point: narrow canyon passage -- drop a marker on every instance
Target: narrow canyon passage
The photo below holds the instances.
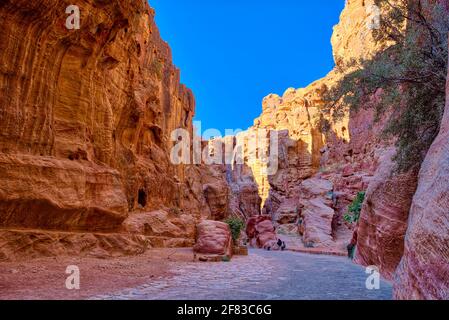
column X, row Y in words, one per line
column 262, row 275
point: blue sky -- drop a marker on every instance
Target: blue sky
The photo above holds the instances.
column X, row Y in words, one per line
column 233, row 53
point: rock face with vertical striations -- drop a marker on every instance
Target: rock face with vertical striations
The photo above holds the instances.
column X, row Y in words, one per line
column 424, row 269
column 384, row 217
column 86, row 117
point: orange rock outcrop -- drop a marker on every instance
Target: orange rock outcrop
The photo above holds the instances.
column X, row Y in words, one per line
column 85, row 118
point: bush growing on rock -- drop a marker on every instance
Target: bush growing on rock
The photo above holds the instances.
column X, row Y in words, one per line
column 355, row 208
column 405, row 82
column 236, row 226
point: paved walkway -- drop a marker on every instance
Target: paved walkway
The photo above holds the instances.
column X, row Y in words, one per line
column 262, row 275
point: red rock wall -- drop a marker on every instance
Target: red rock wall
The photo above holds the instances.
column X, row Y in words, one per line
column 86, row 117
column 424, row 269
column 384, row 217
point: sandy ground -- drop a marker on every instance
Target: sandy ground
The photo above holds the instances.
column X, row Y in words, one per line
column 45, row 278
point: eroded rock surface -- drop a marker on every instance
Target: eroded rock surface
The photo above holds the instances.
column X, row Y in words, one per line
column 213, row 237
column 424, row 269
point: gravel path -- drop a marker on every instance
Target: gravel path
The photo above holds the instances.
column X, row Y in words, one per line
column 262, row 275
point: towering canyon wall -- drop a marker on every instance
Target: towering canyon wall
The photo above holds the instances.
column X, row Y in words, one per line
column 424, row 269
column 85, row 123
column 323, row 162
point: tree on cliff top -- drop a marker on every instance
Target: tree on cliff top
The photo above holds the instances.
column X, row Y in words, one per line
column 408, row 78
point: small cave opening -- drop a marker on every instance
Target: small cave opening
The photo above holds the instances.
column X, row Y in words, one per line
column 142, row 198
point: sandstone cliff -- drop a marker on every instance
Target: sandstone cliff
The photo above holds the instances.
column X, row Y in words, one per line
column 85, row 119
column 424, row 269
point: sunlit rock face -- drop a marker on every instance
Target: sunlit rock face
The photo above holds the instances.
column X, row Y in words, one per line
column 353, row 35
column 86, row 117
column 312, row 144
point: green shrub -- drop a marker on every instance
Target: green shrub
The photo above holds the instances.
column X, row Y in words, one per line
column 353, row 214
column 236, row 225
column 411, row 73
....
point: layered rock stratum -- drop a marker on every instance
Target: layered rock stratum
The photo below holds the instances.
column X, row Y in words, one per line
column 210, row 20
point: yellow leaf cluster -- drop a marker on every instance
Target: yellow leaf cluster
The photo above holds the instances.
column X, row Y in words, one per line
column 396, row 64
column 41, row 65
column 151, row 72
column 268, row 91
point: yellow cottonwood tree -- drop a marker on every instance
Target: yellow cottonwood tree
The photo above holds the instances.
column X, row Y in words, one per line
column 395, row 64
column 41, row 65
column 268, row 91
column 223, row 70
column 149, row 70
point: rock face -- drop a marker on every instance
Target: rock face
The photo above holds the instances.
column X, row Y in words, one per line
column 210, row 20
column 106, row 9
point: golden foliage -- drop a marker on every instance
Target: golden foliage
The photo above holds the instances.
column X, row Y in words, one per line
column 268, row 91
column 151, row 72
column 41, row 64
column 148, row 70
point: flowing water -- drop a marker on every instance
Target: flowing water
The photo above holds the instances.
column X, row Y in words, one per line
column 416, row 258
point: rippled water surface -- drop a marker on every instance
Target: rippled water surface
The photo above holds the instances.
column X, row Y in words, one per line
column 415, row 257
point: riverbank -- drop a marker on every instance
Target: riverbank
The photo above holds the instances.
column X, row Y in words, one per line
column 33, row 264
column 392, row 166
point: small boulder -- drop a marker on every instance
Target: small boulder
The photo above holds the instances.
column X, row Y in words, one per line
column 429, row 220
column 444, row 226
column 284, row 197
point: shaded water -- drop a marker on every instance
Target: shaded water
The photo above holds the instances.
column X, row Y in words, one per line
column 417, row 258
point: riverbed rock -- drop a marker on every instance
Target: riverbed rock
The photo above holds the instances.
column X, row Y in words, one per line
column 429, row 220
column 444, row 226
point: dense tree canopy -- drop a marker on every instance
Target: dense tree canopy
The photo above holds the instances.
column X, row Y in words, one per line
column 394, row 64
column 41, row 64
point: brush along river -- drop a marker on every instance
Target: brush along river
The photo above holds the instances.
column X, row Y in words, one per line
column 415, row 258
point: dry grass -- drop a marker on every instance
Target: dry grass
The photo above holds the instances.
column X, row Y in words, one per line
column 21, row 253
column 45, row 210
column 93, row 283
....
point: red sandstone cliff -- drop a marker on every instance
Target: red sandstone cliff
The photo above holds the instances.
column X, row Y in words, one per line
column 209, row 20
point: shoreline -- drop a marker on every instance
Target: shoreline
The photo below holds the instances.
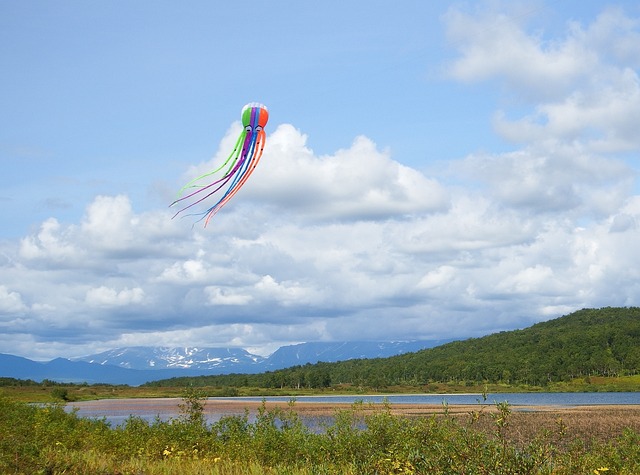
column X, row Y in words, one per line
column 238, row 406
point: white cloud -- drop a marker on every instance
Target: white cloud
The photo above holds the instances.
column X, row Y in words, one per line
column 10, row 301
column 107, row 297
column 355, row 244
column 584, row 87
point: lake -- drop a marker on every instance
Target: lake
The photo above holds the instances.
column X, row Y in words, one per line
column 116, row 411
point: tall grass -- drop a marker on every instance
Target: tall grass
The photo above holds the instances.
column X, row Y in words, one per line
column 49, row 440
....
Description of the task
In the listing above, find each line with the word "striations" and return it.

Answer space
point: rock face with vertical striations -- drop a marker on every instance
Target: rock face with vertical striations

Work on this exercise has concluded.